What needs to be done
Every line with the string "exact" must be copied from the entries below.

Data records
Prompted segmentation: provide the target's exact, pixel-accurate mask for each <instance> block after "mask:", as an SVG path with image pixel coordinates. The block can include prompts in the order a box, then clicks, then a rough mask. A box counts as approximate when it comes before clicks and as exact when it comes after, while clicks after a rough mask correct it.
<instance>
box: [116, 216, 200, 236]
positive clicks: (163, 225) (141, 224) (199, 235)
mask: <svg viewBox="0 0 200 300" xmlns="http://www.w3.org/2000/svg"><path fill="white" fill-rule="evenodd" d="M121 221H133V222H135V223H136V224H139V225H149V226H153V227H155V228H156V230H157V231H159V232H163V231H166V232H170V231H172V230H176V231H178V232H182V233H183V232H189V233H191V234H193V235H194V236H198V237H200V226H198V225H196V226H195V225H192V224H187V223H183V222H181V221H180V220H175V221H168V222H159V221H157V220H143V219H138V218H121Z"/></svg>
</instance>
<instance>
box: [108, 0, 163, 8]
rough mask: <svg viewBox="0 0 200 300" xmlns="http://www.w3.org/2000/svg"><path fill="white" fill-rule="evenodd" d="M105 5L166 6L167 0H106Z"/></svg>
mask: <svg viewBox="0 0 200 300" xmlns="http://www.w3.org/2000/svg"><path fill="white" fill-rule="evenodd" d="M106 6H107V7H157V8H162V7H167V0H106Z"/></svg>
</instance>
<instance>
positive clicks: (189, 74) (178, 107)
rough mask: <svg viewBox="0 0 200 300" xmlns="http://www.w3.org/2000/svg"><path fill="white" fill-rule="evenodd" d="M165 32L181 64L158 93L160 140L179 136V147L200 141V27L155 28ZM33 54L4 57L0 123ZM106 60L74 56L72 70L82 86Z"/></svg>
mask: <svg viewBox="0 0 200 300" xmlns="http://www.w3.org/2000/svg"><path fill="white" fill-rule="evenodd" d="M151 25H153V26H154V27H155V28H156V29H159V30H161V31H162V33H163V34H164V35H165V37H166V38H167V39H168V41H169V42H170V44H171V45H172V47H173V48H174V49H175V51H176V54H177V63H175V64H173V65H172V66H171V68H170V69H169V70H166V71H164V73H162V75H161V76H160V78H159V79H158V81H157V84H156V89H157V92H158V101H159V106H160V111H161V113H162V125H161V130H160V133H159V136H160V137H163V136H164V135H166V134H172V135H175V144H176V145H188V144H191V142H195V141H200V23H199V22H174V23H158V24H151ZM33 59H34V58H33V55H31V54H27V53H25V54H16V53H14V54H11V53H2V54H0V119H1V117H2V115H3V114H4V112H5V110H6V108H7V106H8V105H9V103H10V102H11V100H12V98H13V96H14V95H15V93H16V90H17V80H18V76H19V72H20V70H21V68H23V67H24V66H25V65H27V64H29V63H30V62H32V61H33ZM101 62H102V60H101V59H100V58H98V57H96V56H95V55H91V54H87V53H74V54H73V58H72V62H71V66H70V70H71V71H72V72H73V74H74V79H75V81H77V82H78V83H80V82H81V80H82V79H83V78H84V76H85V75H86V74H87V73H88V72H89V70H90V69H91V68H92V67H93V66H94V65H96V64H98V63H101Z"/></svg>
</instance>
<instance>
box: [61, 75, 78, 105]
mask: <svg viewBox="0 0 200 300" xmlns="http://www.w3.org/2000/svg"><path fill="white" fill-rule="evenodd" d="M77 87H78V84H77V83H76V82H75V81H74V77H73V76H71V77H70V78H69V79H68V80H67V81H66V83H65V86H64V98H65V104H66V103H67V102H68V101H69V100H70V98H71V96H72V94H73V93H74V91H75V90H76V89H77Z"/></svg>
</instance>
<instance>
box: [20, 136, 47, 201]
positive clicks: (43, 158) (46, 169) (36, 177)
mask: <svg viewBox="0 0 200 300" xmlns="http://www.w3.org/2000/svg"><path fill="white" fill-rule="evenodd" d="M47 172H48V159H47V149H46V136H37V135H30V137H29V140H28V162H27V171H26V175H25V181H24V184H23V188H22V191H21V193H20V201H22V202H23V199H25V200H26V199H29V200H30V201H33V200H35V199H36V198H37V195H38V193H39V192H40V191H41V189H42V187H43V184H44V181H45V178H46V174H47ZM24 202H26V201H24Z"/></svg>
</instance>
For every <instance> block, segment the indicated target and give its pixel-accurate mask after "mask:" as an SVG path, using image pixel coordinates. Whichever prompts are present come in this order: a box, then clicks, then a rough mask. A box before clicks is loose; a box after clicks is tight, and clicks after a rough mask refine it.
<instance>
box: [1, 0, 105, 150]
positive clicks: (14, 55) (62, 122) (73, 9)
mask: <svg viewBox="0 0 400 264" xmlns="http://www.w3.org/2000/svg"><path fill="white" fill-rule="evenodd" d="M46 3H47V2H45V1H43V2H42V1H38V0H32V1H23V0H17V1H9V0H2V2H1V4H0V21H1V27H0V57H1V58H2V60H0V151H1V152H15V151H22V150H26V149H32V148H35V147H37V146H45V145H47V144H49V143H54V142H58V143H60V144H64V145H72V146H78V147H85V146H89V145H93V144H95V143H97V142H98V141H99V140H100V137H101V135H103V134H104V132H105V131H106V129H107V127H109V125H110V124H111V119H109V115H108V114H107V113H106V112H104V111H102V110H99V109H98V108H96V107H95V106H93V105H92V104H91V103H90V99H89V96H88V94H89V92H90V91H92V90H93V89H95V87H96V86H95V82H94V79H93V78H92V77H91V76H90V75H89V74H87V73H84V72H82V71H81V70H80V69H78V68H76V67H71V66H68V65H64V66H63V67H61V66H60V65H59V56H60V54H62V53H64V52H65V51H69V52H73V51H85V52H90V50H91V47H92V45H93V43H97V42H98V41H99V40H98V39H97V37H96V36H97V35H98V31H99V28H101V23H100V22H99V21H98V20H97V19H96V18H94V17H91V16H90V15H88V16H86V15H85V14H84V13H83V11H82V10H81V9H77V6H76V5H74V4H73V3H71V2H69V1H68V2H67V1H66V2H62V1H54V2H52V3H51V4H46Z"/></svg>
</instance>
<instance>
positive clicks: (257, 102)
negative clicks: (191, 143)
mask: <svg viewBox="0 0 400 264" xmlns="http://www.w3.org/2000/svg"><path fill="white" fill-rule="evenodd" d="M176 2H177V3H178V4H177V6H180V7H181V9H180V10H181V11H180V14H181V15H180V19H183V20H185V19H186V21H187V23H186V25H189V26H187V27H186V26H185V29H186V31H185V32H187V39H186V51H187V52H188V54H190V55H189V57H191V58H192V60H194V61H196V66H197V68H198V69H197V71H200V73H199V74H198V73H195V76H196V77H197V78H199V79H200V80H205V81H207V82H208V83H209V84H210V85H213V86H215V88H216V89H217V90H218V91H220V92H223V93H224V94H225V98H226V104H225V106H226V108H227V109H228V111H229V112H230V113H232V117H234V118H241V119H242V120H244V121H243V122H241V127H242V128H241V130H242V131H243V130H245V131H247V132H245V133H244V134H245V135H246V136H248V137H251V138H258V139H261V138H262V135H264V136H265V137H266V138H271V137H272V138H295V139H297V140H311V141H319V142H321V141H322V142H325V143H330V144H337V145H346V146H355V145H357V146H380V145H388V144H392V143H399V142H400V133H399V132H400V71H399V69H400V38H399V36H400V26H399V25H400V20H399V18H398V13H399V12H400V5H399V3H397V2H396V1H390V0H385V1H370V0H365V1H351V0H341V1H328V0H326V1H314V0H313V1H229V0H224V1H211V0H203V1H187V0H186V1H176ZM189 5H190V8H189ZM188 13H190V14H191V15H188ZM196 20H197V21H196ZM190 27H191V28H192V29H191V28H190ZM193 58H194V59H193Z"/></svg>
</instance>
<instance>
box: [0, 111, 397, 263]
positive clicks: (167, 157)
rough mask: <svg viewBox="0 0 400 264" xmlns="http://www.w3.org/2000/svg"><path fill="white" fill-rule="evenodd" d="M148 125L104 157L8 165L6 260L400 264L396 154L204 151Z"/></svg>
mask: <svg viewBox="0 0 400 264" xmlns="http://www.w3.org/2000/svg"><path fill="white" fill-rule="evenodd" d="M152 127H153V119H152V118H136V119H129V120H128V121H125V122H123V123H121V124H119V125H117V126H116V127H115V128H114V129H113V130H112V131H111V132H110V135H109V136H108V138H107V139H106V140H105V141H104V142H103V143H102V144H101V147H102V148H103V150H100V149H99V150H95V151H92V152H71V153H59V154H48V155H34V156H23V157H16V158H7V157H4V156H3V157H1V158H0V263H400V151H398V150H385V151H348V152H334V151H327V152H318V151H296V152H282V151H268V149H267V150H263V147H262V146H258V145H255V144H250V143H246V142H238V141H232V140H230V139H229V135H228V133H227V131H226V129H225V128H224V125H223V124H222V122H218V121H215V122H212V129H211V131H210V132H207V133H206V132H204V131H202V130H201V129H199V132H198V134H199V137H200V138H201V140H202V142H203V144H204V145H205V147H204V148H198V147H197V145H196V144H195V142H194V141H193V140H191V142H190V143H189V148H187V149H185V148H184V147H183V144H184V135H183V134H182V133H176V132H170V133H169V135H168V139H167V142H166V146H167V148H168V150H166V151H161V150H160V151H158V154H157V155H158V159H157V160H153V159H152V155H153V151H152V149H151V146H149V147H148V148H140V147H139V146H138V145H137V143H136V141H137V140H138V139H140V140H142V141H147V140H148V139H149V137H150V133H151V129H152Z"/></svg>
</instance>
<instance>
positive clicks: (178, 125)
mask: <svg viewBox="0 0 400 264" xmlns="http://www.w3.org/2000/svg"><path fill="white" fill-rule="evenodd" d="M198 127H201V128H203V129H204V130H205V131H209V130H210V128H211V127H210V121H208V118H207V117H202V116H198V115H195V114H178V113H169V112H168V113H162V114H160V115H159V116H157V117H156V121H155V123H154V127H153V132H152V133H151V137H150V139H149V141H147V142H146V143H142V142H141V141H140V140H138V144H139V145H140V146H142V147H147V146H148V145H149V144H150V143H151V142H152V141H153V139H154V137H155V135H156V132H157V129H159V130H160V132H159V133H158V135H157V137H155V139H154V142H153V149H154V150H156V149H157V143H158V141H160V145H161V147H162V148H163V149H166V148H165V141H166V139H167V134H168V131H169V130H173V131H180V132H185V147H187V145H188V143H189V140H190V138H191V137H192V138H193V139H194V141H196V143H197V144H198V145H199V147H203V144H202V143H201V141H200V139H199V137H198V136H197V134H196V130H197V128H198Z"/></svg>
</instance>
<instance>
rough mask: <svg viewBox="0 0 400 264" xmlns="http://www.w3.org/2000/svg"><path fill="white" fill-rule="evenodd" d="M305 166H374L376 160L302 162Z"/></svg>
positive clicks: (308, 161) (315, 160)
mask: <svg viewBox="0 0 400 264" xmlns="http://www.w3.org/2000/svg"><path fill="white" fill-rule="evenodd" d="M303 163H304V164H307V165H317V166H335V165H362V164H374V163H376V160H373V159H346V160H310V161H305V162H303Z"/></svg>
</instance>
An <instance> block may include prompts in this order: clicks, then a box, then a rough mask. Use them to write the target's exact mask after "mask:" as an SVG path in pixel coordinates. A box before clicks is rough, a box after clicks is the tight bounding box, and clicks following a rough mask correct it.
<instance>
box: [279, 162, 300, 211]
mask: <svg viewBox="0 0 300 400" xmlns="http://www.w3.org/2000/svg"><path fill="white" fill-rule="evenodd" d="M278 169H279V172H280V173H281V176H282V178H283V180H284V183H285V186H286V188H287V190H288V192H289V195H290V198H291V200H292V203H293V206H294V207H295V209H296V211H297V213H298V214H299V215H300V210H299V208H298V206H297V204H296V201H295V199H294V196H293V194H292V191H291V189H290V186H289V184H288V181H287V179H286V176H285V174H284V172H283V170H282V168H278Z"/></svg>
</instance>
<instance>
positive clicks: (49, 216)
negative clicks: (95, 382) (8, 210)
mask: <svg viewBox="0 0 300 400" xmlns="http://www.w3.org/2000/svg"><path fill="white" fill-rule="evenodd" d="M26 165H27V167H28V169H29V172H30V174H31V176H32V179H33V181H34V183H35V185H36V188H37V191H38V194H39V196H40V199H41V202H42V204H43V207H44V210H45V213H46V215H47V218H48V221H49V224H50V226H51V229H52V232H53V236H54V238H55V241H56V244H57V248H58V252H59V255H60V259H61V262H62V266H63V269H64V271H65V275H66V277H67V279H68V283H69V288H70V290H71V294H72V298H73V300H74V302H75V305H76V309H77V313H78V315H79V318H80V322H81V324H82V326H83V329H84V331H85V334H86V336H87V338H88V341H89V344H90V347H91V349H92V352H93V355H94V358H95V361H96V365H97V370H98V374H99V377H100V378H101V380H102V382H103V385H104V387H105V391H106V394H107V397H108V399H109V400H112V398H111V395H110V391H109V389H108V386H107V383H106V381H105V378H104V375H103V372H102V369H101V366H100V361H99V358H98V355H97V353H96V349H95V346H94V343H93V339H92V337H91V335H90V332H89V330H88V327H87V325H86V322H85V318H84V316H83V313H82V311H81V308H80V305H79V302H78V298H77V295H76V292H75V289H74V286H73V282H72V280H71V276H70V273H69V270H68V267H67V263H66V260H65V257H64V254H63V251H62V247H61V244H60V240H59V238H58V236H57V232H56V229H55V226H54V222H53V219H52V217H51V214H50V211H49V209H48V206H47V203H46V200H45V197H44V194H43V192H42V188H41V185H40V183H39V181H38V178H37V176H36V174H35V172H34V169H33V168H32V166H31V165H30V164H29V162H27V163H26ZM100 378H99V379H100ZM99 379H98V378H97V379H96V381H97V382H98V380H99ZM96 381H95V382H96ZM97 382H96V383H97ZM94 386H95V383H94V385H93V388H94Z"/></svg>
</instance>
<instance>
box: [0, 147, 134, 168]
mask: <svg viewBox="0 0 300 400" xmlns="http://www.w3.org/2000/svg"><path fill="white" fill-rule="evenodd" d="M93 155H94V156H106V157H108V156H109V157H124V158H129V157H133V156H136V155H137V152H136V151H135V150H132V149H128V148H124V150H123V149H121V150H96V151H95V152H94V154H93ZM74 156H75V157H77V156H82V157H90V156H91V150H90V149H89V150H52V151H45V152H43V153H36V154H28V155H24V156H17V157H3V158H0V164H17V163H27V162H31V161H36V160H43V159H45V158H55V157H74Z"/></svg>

Task response
Prompted segmentation: provide the target's exact, pixel-accurate mask for each <instance> block after "mask:", as an SVG path with image pixel coordinates. The block can include prompts in the order a box, then clicks, then a rough mask. A box counts as approximate when it comes before clicks and as exact when it comes after, while clicks after a rough mask correct it.
An <instance> block may include prompts in this order: clicks, then a box, then a rough mask. Use them to write the target's exact mask after "mask:" as an SVG path in pixel coordinates. A box before clicks is rough, a box after clicks is the tight bounding box, and clicks following a rough mask correct it.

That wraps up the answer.